_Brief_. Repeat the text of every item below word for word, and leave the pictures out of your answer.

Pointing records:
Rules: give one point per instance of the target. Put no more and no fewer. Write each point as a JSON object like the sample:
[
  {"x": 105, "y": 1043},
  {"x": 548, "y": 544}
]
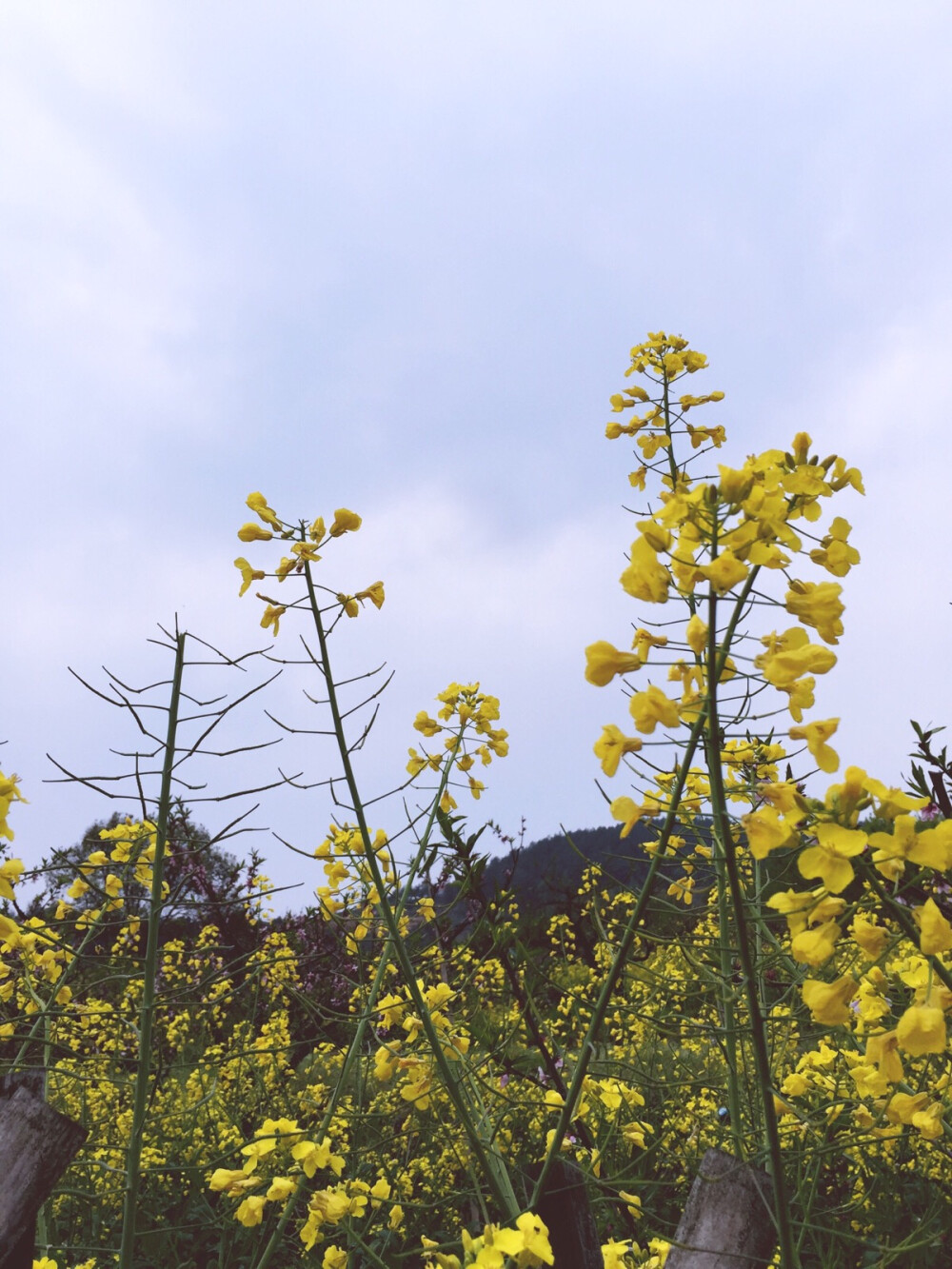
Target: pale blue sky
[{"x": 392, "y": 255}]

_Full solution_.
Rules: give one point per instance of the target. Put no more and no fewer. Write each point as a JSON object like the sample:
[
  {"x": 105, "y": 1043},
  {"x": 548, "y": 544}
]
Target: pale blue sky
[{"x": 392, "y": 255}]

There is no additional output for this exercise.